:: TESTO FORNITO ::
______
È cominciato oggi il processo per l’omicidio di Rosina Carsetti, la 78enne trovata morta il 24 dicembre 2020 nella villetta di Montecassiano dove viveva. Si sarebbe dovuto aprire a gennaio, ma uno degli imputati ha dovuto rinunciare a partecipare per Covid e quindi l’apertura del dibattimento è stata rinviata, come ricostruito oggi da Storie Italiane. Si tratta di Arianna Orazi, figlia della vittima, imputata di omicidio con il padre Enrico Orazi, marito della vittima, e il figlio Enea Simonetti. L’udienza si è aperta alle 11:30 con un quadro complesso, che va dunque chiarito.
Per la procura ad organizzare l’omicidio sarebbe stata la figlia di Rosina Carsetti, invece l’esecutore materiale sarebbe il nipote, mentre il marito – che avrebbe un ruolo marginale nell’omicidio – non avrebbe d’altra parte fatto nulla per fermarlo. Oltre che dell’omicidio, i tre sono chiamati a rispondere, a vario titolo, anche di simulazione di reato, maltrattamenti in famiglia, rapina, estorsione, violenza privata, induzione a non rendere dichiarazioni e furto.
______
[Dati memorizzati]

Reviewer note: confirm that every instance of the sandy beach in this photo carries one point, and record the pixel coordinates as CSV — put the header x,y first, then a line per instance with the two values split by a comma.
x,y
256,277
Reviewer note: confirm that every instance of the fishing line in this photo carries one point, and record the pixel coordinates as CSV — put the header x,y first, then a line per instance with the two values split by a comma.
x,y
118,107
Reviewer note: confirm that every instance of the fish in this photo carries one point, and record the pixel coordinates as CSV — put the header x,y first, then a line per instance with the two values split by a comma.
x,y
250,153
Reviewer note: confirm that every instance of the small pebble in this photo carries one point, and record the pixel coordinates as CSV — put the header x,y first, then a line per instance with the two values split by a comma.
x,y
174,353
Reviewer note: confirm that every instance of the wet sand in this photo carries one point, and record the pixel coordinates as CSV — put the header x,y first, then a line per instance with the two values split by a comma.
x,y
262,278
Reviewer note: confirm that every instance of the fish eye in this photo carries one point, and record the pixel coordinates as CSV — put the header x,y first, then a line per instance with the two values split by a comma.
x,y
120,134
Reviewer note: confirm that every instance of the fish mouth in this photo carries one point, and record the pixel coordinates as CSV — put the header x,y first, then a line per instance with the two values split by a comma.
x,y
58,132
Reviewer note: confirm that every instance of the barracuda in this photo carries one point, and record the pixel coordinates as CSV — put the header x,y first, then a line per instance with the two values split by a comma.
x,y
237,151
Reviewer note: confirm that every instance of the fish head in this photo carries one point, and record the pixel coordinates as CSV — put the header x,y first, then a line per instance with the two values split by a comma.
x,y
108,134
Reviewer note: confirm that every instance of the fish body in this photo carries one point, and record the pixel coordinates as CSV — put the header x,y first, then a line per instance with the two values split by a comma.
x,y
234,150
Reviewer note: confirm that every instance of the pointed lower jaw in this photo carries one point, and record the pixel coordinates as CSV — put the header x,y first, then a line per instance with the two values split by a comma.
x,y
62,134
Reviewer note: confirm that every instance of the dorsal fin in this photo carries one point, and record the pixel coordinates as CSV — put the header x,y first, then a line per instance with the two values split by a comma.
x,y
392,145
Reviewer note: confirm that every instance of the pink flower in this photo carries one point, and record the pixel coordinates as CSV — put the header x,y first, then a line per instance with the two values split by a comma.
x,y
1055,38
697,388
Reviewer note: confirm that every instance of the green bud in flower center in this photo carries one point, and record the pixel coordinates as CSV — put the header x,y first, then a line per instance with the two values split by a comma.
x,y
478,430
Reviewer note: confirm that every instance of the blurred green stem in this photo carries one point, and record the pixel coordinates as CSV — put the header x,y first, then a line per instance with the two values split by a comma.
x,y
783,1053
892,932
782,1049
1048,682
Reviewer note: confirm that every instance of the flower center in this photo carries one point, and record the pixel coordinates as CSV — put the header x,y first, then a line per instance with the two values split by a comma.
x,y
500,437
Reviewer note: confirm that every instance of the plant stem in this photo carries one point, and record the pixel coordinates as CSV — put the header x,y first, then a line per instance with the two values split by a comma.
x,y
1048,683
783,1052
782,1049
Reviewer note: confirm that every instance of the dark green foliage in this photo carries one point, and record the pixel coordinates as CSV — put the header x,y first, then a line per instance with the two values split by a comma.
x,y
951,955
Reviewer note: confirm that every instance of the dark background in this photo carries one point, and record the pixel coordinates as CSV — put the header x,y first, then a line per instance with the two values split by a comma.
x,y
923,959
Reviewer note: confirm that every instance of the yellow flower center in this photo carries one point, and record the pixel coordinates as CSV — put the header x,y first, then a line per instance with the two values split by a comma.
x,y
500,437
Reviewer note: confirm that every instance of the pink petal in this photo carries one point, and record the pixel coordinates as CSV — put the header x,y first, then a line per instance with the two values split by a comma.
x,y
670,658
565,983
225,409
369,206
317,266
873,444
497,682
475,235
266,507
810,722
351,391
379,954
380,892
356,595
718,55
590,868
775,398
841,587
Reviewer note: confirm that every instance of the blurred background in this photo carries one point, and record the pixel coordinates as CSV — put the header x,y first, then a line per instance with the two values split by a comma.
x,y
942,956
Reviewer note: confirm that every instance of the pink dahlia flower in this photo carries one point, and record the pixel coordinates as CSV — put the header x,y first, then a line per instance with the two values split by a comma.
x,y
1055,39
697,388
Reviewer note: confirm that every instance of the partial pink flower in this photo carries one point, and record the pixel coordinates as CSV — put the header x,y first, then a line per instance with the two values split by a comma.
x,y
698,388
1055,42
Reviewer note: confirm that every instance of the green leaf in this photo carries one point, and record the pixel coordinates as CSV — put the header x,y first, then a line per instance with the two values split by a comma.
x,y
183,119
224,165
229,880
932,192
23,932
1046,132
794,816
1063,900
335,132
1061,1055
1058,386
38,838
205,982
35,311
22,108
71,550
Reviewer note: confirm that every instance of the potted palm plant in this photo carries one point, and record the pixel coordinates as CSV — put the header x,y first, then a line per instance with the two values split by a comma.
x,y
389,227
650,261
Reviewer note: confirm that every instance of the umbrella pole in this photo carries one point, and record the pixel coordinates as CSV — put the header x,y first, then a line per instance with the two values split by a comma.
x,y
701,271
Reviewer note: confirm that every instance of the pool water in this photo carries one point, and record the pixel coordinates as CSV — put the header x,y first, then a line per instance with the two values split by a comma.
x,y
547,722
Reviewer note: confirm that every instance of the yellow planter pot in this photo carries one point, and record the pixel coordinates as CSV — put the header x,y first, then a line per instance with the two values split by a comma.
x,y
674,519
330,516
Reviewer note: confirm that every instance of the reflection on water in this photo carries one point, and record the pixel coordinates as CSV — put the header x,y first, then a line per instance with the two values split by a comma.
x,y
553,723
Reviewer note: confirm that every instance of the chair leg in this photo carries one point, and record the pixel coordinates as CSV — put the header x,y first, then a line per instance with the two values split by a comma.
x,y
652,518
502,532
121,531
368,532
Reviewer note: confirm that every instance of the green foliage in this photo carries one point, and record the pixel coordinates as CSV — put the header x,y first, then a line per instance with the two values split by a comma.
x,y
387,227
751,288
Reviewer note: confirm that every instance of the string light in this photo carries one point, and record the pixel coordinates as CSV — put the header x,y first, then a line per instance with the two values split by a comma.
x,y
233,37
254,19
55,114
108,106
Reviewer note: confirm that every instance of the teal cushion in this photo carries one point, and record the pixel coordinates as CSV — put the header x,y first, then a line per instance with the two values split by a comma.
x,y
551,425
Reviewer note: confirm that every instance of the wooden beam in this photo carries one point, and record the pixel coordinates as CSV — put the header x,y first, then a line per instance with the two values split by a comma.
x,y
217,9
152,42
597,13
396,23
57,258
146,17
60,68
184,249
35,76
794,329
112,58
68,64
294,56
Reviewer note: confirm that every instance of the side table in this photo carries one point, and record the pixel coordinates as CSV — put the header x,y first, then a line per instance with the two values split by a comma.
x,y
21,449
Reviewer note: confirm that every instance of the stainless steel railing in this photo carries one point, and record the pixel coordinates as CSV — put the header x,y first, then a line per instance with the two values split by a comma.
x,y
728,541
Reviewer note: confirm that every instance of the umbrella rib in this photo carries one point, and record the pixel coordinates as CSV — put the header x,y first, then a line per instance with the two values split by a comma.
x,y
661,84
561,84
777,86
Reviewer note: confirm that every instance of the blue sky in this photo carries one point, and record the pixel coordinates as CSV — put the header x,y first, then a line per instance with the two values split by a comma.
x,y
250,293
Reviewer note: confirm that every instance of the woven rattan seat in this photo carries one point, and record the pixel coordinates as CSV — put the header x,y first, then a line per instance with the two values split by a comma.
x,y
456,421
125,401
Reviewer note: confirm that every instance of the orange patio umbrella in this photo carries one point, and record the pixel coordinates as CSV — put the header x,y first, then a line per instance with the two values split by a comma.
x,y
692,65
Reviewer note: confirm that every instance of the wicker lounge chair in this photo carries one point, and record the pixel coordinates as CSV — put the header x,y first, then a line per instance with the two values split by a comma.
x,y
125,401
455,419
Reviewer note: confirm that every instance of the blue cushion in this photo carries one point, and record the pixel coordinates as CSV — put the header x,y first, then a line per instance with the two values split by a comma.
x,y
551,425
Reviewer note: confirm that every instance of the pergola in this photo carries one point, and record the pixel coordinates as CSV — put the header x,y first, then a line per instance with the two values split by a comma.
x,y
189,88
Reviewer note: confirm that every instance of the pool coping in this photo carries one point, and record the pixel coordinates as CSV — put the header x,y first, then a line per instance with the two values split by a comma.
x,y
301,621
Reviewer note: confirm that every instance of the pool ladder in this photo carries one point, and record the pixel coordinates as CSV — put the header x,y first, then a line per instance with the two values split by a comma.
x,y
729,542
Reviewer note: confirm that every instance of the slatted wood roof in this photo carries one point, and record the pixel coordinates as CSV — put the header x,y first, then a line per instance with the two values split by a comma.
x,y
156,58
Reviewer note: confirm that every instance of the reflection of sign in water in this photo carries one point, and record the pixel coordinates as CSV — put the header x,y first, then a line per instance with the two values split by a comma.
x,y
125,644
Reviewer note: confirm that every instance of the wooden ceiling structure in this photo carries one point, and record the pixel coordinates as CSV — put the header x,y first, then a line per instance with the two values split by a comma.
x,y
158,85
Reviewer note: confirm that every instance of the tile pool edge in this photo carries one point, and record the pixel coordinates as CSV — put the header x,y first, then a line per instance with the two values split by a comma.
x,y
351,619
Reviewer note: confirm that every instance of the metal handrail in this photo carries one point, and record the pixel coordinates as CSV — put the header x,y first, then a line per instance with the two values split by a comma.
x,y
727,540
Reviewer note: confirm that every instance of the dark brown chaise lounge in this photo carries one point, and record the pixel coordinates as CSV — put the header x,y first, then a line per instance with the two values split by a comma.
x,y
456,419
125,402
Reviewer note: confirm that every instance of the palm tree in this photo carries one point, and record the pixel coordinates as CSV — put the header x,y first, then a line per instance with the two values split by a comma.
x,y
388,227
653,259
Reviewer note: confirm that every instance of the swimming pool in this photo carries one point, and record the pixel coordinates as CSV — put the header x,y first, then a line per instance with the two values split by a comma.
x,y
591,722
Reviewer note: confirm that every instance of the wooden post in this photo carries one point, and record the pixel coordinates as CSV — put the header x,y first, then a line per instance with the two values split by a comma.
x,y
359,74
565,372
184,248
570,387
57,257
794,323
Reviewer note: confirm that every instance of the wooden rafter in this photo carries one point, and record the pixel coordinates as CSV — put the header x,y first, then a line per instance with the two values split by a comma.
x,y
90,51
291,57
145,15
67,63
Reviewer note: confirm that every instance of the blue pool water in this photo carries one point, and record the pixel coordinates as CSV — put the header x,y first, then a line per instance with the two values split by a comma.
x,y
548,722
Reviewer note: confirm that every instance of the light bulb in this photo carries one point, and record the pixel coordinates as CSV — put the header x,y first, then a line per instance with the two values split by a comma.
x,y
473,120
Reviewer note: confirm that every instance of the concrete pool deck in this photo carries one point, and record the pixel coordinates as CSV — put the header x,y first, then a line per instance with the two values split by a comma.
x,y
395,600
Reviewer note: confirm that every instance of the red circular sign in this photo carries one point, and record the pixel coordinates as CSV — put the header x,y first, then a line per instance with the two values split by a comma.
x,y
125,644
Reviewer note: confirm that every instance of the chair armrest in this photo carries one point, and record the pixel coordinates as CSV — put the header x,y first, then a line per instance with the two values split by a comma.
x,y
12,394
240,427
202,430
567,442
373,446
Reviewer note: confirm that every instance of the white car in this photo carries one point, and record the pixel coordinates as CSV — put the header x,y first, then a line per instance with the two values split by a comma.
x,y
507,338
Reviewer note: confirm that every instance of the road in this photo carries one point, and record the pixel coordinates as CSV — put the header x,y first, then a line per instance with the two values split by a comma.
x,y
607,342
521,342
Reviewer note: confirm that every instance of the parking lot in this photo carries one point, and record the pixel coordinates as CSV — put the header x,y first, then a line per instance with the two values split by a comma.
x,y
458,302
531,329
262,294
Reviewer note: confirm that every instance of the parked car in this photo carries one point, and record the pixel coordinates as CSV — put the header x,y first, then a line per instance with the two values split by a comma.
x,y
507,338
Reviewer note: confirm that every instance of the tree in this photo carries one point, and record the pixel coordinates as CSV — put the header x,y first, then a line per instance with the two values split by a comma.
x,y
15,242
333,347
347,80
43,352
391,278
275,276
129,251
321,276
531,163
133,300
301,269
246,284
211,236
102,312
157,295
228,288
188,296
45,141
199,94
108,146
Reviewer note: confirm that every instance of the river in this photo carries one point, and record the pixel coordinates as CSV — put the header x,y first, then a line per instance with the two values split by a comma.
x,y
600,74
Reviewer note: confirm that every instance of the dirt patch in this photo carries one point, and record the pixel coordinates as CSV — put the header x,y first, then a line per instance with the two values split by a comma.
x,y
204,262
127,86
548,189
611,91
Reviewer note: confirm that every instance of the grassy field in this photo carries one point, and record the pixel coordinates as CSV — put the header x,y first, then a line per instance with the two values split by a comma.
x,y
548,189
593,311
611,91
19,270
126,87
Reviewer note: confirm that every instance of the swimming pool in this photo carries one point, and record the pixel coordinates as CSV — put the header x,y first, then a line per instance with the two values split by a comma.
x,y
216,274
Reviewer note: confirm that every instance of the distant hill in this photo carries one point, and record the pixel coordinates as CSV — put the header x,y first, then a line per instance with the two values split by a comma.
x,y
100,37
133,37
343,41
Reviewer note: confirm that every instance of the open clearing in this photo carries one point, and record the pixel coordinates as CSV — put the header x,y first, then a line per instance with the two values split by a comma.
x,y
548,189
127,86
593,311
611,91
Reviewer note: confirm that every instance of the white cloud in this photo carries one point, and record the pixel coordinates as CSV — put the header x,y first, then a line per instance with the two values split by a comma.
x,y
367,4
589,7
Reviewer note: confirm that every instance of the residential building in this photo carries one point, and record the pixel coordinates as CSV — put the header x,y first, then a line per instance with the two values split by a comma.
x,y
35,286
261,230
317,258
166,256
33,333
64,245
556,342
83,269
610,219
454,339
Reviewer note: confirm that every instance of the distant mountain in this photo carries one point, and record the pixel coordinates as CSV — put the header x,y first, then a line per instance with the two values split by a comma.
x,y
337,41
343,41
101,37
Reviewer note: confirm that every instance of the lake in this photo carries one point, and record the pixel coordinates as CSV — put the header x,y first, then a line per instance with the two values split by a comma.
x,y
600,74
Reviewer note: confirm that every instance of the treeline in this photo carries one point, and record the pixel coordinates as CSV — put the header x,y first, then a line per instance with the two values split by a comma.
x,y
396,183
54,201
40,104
______
:: COMPITO ASSEGNATO A ::
Nel testo sul processo per l'omicidio di Rosina Carsetti, a che ora si è aperta l'udienza?
:: COMPITO ASSEGNATO B ::
Prosegui il testo sul processo per l'omicidio di Rosina Carsetti, ripartendo subito dopo la sua ultima frase.
I record non hanno alcun ruolo qui.

:: SPAZIO RISPOSTA A ::
Alle 11:30.

:: SPAZIO RISPOSTA B ::
OMICIDIO ROSINA CARSETTI: CHIAMATI 70 TESTIMONI
Per la procura, dopo il trasferimento a Montecassiano di Arianna ed Enea, la vita di Rosina Carsetti sarebbe diventata un inferno. La situazione sarebbe precipitata dopo che l’anziana si era rivolta ad un centro antiviolenza. Dopo l’omicidio, marito, figlia e nipote della vittima hanno negato tutto, parlando di un rapinatore, ma dopo che sono emersi diversi elementi dalle indagini, tra cui alcune intercettazioni, Enrico e Arianna Orazi hanno smesso di parlare, mentre Enea Simonetti ha accusato il nonno.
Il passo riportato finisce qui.